[PROBLEM REQUIREMENTS]:
Output all records exactly.

[DATASET CONTENT]:
= = = =

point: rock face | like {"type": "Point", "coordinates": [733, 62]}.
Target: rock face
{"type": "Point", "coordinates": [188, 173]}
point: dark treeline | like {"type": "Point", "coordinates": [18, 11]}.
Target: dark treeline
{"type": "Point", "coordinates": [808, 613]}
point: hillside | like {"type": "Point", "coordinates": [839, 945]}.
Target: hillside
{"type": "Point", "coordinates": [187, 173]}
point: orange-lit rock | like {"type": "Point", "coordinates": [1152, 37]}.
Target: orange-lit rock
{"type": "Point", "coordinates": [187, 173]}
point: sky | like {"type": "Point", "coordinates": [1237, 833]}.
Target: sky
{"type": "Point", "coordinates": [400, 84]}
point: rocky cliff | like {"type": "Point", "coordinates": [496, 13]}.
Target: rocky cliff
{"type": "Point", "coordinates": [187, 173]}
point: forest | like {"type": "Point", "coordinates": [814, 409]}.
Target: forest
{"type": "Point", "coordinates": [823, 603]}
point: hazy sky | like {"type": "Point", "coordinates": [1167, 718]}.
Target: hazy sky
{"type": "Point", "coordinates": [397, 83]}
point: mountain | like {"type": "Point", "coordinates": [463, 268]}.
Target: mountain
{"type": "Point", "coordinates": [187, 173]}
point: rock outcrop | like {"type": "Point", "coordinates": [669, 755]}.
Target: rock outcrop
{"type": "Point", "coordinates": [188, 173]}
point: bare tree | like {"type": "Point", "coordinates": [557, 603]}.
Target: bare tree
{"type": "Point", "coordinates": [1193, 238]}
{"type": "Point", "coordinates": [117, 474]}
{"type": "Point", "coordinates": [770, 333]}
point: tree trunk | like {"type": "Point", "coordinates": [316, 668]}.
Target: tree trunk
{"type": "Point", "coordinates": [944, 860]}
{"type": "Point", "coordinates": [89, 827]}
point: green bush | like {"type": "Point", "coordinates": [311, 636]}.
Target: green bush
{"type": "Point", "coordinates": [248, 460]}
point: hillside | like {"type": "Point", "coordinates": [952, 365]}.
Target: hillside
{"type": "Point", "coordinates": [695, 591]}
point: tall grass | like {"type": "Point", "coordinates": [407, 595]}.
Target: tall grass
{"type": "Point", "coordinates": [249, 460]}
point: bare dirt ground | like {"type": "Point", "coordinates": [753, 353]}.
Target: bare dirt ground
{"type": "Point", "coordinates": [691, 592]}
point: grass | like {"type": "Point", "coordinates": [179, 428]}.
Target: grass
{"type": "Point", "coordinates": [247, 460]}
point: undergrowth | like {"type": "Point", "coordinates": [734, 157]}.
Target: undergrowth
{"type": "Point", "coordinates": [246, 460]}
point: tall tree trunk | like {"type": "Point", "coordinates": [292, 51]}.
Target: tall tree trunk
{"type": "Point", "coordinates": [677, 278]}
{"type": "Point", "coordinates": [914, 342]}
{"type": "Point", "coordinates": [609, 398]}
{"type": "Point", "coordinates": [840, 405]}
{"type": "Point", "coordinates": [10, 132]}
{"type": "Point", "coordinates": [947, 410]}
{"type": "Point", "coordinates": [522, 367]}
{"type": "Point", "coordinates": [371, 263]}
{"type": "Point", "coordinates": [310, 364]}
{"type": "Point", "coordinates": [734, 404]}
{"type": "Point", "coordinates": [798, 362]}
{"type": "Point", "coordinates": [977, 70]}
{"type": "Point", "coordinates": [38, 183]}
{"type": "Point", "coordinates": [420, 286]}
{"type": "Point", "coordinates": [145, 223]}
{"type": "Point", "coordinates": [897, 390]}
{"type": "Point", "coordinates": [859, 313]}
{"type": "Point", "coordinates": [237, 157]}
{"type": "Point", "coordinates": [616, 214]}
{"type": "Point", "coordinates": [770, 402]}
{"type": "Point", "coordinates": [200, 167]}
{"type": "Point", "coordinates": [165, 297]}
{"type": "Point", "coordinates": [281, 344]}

= = = =

[PROBLEM SOLUTION]:
point: rock face | like {"type": "Point", "coordinates": [733, 62]}.
Target: rock face
{"type": "Point", "coordinates": [188, 173]}
point: dark treeline | like {"type": "Point", "coordinates": [18, 11]}.
Target: dark treeline
{"type": "Point", "coordinates": [808, 613]}
point: hillside | like {"type": "Point", "coordinates": [839, 945]}.
Target: hillside
{"type": "Point", "coordinates": [187, 173]}
point: orange-lit rock | like {"type": "Point", "coordinates": [1152, 37]}.
Target: orange-lit rock
{"type": "Point", "coordinates": [187, 173]}
point: sky | like {"type": "Point", "coordinates": [1237, 833]}.
Target: sky
{"type": "Point", "coordinates": [400, 84]}
point: rocky cliff | like {"type": "Point", "coordinates": [496, 13]}.
Target: rocky cliff
{"type": "Point", "coordinates": [187, 173]}
point: forest | like {"type": "Point", "coordinates": [814, 409]}.
Target: forest
{"type": "Point", "coordinates": [823, 603]}
point: hazy sky | like {"type": "Point", "coordinates": [1167, 718]}.
Target: hazy sky
{"type": "Point", "coordinates": [397, 83]}
point: mountain | like {"type": "Point", "coordinates": [463, 268]}.
Target: mountain
{"type": "Point", "coordinates": [187, 173]}
point: rock outcrop | like {"type": "Point", "coordinates": [669, 755]}.
Target: rock outcrop
{"type": "Point", "coordinates": [188, 173]}
point: bare tree | like {"type": "Point", "coordinates": [557, 603]}.
Target: bare tree
{"type": "Point", "coordinates": [1193, 238]}
{"type": "Point", "coordinates": [117, 474]}
{"type": "Point", "coordinates": [770, 333]}
point: tree trunk | like {"type": "Point", "coordinates": [316, 668]}.
Target: tree trunk
{"type": "Point", "coordinates": [944, 860]}
{"type": "Point", "coordinates": [89, 827]}
point: green bush | like {"type": "Point", "coordinates": [311, 636]}.
Target: green bush
{"type": "Point", "coordinates": [248, 460]}
point: hillside | like {"type": "Point", "coordinates": [952, 365]}.
Target: hillside
{"type": "Point", "coordinates": [695, 591]}
point: tall grass | like {"type": "Point", "coordinates": [407, 595]}.
Target: tall grass
{"type": "Point", "coordinates": [249, 460]}
point: bare dirt ground | like {"type": "Point", "coordinates": [753, 353]}.
Target: bare dirt ground
{"type": "Point", "coordinates": [691, 592]}
point: grass | like {"type": "Point", "coordinates": [179, 428]}.
Target: grass
{"type": "Point", "coordinates": [247, 460]}
point: undergrowth | like {"type": "Point", "coordinates": [734, 157]}.
Target: undergrowth
{"type": "Point", "coordinates": [246, 460]}
point: tall tree trunk | like {"type": "Point", "coordinates": [292, 51]}.
Target: tall tree trunk
{"type": "Point", "coordinates": [677, 278]}
{"type": "Point", "coordinates": [914, 342]}
{"type": "Point", "coordinates": [609, 398]}
{"type": "Point", "coordinates": [840, 405]}
{"type": "Point", "coordinates": [10, 132]}
{"type": "Point", "coordinates": [947, 410]}
{"type": "Point", "coordinates": [522, 367]}
{"type": "Point", "coordinates": [371, 263]}
{"type": "Point", "coordinates": [310, 364]}
{"type": "Point", "coordinates": [734, 404]}
{"type": "Point", "coordinates": [798, 362]}
{"type": "Point", "coordinates": [977, 70]}
{"type": "Point", "coordinates": [38, 183]}
{"type": "Point", "coordinates": [420, 286]}
{"type": "Point", "coordinates": [145, 223]}
{"type": "Point", "coordinates": [897, 390]}
{"type": "Point", "coordinates": [859, 313]}
{"type": "Point", "coordinates": [237, 157]}
{"type": "Point", "coordinates": [616, 214]}
{"type": "Point", "coordinates": [770, 402]}
{"type": "Point", "coordinates": [200, 167]}
{"type": "Point", "coordinates": [165, 297]}
{"type": "Point", "coordinates": [281, 344]}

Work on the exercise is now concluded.